• [Problem requirements]
Begin with the line holding "like [(322, 534)]." and write out each following line to the end of the data, exactly. Pictures are left out.

• [Excerpts of pointing data]

[Begin]

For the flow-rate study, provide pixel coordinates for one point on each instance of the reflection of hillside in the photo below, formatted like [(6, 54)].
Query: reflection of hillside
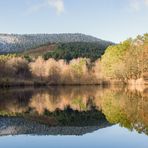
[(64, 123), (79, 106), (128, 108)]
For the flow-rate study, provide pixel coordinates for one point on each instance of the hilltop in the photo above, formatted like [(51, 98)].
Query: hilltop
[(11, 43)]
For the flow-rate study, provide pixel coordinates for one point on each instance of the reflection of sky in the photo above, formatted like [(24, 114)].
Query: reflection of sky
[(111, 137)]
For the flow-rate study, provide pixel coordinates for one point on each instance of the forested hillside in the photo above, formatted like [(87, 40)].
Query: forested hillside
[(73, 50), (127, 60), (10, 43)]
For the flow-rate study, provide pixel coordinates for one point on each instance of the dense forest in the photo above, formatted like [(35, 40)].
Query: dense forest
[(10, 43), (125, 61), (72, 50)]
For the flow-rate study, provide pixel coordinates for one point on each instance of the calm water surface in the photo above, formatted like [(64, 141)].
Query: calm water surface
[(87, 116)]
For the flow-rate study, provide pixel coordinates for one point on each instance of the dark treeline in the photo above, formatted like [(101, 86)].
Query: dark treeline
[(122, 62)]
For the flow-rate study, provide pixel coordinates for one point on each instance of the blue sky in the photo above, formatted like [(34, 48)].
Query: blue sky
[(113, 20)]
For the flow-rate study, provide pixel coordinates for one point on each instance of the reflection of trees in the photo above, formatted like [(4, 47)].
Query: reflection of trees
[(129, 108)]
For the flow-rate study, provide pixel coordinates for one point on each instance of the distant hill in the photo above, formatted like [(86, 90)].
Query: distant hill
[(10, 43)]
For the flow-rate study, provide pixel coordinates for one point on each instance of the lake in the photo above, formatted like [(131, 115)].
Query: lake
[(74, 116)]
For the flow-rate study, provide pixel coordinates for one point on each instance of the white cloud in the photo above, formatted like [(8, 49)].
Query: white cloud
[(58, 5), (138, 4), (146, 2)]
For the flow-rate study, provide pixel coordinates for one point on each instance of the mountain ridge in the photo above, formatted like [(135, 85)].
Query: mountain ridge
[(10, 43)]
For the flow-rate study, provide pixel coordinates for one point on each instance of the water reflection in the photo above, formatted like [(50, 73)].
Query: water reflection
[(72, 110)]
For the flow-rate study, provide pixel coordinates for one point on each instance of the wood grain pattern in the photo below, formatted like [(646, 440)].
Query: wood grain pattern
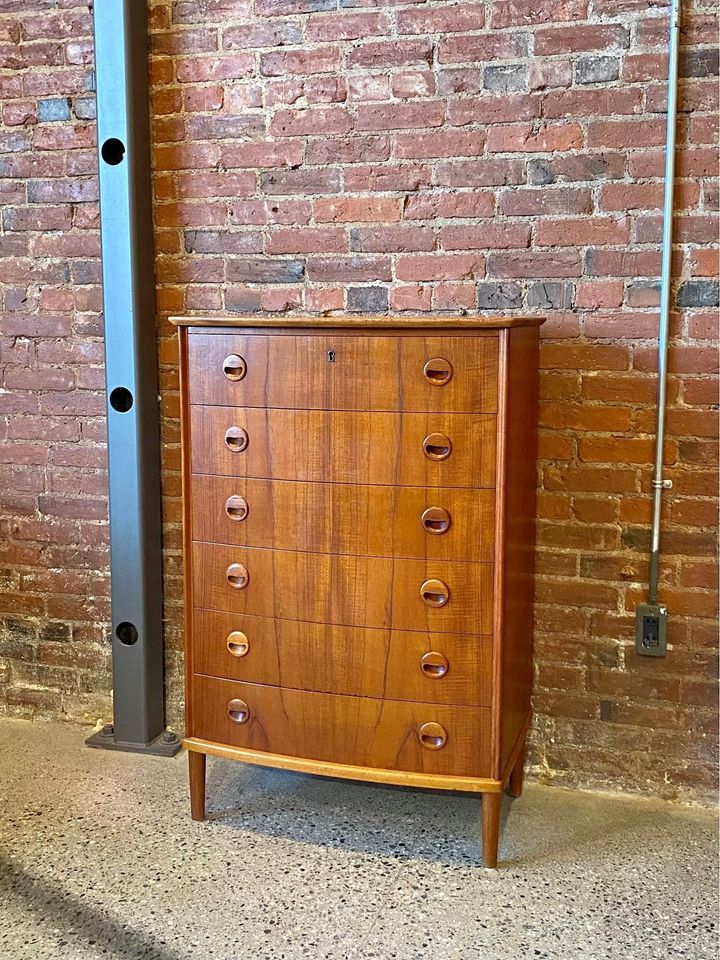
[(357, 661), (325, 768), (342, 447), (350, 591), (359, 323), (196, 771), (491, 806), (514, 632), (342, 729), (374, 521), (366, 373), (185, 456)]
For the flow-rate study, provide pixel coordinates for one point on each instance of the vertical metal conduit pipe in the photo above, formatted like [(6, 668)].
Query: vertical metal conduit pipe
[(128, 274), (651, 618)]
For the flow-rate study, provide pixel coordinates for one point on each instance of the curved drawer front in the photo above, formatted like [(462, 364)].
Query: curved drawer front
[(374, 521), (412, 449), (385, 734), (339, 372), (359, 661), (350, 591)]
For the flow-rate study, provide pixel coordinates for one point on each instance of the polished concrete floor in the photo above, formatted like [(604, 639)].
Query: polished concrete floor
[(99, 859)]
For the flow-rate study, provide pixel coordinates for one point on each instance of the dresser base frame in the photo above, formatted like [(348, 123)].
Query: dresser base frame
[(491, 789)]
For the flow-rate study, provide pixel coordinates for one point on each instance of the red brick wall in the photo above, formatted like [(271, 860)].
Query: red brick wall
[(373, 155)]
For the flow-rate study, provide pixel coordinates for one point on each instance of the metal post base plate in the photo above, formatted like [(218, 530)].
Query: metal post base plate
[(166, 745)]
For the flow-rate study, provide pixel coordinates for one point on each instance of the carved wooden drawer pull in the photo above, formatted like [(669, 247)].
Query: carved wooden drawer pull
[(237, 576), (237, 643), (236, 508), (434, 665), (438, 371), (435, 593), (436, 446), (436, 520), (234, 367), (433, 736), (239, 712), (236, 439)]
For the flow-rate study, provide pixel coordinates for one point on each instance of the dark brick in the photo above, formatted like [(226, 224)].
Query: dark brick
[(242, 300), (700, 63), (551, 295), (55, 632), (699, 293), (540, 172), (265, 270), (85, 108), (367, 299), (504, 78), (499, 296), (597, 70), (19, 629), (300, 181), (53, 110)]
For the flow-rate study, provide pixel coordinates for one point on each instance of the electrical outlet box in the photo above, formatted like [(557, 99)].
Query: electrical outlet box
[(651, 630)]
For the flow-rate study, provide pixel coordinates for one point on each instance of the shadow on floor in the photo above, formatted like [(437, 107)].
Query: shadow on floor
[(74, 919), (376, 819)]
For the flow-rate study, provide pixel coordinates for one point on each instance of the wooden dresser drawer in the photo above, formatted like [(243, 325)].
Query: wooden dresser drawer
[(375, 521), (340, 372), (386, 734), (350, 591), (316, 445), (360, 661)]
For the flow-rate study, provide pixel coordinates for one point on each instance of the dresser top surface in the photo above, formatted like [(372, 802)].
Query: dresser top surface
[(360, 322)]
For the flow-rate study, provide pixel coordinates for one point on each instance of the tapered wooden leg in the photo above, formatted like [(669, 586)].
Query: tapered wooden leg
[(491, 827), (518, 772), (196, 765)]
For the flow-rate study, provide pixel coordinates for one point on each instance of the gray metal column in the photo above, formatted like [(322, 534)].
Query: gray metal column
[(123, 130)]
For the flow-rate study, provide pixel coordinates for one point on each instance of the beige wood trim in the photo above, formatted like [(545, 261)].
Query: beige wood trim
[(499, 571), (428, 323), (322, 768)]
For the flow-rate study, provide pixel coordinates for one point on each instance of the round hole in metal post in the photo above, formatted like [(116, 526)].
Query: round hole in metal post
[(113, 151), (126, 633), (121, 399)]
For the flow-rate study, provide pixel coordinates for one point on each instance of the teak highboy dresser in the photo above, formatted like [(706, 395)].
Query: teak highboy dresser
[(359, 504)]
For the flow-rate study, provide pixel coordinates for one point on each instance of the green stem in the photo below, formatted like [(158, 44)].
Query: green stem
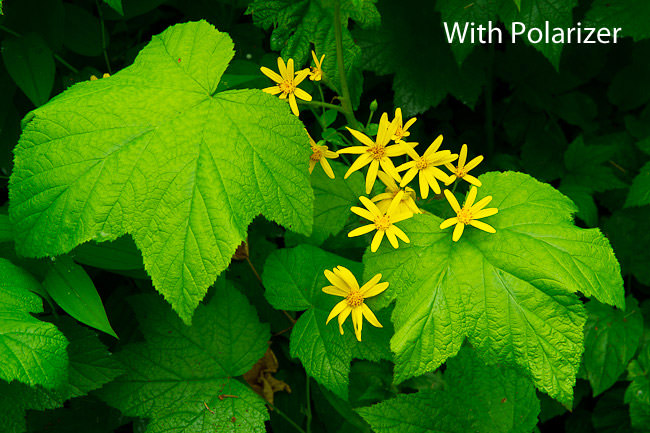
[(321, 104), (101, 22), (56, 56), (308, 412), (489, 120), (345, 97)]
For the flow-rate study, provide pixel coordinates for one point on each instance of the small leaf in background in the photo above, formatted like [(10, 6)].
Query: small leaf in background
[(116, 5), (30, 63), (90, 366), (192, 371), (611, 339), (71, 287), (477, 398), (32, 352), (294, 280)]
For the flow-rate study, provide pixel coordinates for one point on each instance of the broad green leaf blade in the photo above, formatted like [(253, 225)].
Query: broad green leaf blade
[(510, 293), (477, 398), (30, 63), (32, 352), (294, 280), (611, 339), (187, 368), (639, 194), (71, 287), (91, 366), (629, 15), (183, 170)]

[End]

• [Expected output]
For the flow-rate study, provide pixel coordinates for one point on each instance of the gray metal column in the photo above, formatted like [(322, 534)].
Query: gray metal column
[(123, 130)]
For the flow-rate study, provide pixel coordinates for one point on each instance of the beige wood trim in the photo above, formatted like [(545, 261)].
Query: beige wood trim
[(499, 571), (428, 323), (322, 768)]
For the flow-rate study, provide pixel coordinates for one point on each instance of the round hole in metal post in the photo above, formatted like [(116, 526)].
Query: round hole in metal post
[(113, 151), (126, 633), (121, 399)]
For the flow-rate study, provide pixel coordinates for one point on each instance of the teak highboy dresser in the photo above, formatted like [(706, 395)].
Query: teak highboy dresser
[(359, 504)]
For the flow-rate study, provide pixel coordinates for one point on each instance of the green stem in the photo below, formatted like [(158, 44)].
Query: green stem
[(321, 104), (101, 22), (56, 56), (308, 412), (489, 120), (345, 97)]
For the flow-rate study, provide pixel coordinates for one point on each instance of the small leaf in background in the photo above, formatted like [(10, 6)].
Query: small leaf in background
[(116, 5), (30, 63), (90, 366), (192, 371), (611, 339), (71, 287), (477, 398), (32, 352), (294, 280)]
For the flow-rate study, provide pixel coordinates for one point on each instance of the broad green leaf blade in the photo above, formatted like [(253, 225)].
Query: broad green leaf blade
[(510, 293), (477, 398), (30, 63), (32, 352), (294, 280), (611, 339), (187, 368), (639, 194), (71, 287), (91, 366), (629, 15), (183, 170)]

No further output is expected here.